=== RECORDS SHOWN ===

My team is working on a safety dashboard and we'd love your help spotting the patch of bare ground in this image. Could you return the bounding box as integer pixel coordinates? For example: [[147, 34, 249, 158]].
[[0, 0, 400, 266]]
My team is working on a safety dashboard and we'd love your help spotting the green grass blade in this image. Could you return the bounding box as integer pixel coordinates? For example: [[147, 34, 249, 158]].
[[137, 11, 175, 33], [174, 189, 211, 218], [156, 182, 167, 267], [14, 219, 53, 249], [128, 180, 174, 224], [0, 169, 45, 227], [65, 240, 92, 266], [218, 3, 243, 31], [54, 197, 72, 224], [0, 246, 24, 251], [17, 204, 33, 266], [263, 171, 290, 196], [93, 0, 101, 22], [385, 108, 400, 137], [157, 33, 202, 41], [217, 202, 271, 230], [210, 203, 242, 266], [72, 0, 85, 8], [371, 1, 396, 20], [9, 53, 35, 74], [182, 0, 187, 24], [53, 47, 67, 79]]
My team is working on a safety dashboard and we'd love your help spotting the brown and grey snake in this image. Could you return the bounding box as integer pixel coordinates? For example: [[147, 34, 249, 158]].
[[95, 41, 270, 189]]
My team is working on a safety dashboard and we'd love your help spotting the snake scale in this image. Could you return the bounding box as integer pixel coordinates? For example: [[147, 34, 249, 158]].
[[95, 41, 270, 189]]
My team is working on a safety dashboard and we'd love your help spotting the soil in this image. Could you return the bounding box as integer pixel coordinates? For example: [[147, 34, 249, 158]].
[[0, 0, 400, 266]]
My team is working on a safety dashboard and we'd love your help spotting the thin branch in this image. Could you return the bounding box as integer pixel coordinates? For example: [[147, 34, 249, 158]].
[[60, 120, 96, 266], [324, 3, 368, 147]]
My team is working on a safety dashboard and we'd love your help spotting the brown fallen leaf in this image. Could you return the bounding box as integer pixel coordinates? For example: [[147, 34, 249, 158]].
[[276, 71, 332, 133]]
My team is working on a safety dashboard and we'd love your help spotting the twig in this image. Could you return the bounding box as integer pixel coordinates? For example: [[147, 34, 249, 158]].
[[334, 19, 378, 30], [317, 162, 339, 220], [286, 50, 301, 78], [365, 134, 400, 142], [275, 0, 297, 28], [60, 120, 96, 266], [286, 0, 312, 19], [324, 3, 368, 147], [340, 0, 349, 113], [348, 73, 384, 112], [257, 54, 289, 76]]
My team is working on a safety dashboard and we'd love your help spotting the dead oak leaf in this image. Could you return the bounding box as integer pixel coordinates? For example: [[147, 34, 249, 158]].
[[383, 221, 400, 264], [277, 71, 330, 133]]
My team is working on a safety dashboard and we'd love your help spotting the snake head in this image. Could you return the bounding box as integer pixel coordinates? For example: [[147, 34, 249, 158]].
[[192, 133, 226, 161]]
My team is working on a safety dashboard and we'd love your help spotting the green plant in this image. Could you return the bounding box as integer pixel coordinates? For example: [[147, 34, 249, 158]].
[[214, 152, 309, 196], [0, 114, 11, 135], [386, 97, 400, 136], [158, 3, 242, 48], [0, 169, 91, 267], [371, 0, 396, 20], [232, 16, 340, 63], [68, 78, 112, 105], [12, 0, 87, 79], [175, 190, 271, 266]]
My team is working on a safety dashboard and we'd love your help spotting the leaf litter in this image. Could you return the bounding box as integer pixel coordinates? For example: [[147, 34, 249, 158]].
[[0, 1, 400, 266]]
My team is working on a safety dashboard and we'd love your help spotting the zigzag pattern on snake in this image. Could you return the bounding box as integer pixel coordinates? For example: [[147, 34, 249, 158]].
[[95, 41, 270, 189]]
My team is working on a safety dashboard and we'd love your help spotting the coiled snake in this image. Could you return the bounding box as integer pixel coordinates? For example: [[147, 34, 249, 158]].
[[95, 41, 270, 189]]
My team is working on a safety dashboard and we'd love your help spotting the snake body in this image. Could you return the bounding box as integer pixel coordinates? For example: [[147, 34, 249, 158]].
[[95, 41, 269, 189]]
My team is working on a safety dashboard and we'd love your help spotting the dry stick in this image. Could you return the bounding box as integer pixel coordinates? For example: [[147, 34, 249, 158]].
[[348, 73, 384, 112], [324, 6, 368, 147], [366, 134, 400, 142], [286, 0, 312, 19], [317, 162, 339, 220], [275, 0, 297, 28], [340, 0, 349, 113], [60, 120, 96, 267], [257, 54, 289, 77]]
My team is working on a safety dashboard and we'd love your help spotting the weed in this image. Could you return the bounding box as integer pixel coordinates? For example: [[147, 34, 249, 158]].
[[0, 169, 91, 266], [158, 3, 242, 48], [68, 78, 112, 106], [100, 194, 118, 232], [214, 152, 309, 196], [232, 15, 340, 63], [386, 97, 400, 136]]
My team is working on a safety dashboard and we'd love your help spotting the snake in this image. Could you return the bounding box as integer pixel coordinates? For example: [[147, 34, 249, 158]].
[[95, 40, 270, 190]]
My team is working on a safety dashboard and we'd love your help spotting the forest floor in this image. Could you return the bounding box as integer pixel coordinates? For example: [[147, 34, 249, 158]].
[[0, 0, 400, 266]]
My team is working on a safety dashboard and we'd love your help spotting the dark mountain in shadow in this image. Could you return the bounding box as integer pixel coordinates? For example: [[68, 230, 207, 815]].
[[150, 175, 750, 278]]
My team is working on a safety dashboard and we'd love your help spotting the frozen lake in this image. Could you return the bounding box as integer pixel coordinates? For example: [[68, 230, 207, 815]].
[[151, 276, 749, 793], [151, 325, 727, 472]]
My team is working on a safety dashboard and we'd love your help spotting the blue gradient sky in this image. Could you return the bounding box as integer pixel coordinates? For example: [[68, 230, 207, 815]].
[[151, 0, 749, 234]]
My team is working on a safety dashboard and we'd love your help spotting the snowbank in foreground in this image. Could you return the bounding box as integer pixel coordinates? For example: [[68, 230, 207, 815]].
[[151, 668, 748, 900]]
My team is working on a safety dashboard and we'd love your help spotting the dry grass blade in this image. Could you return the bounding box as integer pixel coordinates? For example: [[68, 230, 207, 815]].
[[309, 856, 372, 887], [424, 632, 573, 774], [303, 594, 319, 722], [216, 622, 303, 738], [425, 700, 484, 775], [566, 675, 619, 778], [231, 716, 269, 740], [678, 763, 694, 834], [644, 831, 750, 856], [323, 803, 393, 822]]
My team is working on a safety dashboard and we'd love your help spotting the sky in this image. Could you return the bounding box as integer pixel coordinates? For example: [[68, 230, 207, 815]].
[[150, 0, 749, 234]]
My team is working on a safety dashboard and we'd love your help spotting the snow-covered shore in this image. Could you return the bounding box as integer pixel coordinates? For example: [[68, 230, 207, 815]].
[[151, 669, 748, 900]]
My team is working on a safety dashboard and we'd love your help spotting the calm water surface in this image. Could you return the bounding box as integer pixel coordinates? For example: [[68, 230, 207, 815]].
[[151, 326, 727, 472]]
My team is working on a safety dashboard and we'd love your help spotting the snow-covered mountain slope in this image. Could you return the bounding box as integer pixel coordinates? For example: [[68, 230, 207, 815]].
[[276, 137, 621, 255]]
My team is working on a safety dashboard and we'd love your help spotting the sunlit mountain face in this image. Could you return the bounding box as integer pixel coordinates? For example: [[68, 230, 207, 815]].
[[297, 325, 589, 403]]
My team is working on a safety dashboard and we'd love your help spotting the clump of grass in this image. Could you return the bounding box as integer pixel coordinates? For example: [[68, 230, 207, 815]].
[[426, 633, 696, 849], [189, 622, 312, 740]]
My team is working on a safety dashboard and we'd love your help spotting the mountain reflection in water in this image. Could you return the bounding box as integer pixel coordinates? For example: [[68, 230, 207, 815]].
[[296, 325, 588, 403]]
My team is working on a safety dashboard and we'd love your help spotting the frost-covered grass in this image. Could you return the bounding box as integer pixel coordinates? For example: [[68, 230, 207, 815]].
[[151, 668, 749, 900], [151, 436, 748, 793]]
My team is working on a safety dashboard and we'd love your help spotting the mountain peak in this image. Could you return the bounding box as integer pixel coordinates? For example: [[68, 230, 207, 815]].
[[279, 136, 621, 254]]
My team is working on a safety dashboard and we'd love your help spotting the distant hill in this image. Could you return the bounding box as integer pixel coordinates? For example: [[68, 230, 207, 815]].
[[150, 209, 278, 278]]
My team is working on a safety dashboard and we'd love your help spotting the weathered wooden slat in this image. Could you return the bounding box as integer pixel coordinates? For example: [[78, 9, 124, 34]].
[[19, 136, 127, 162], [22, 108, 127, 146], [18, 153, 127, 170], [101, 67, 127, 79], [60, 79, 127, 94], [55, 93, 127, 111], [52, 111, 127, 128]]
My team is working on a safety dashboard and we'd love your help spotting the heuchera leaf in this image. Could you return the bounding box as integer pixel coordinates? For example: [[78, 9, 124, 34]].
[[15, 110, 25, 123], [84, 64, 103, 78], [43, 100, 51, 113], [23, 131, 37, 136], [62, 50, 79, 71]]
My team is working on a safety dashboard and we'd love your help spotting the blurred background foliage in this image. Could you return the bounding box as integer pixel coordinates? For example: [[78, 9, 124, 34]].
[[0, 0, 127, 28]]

===

__PROMPT__
Rewrite the lines from the one containing "the mountain peak" down to the one containing "111, 127, 128]]", replacing "safety dashboard" with "monitoring dashboard" and leaving everything else unchanged.

__EXERCISE OUTPUT__
My team is working on a monitoring dashboard and we'd love your help spotting the mountain peak in this image. Could you return the bounding box as integer pixel coordinates? For example: [[68, 230, 207, 815]].
[[279, 136, 621, 254]]
My team is working on a monitoring dashboard and we'd love your help spotting the distant hill in this image. Could you return the bounding box as integer pixel coordinates? For example: [[68, 230, 207, 815]].
[[150, 209, 278, 278]]
My team is working on a monitoring dashboard and we'd love your help spotting the weathered wooden slat in this image. Could you return the bounding box as integer pixel coordinates? For example: [[78, 9, 124, 34]].
[[19, 136, 127, 162], [22, 108, 127, 146], [18, 153, 127, 170], [101, 67, 127, 79], [60, 79, 127, 94], [55, 93, 127, 111], [52, 111, 127, 128]]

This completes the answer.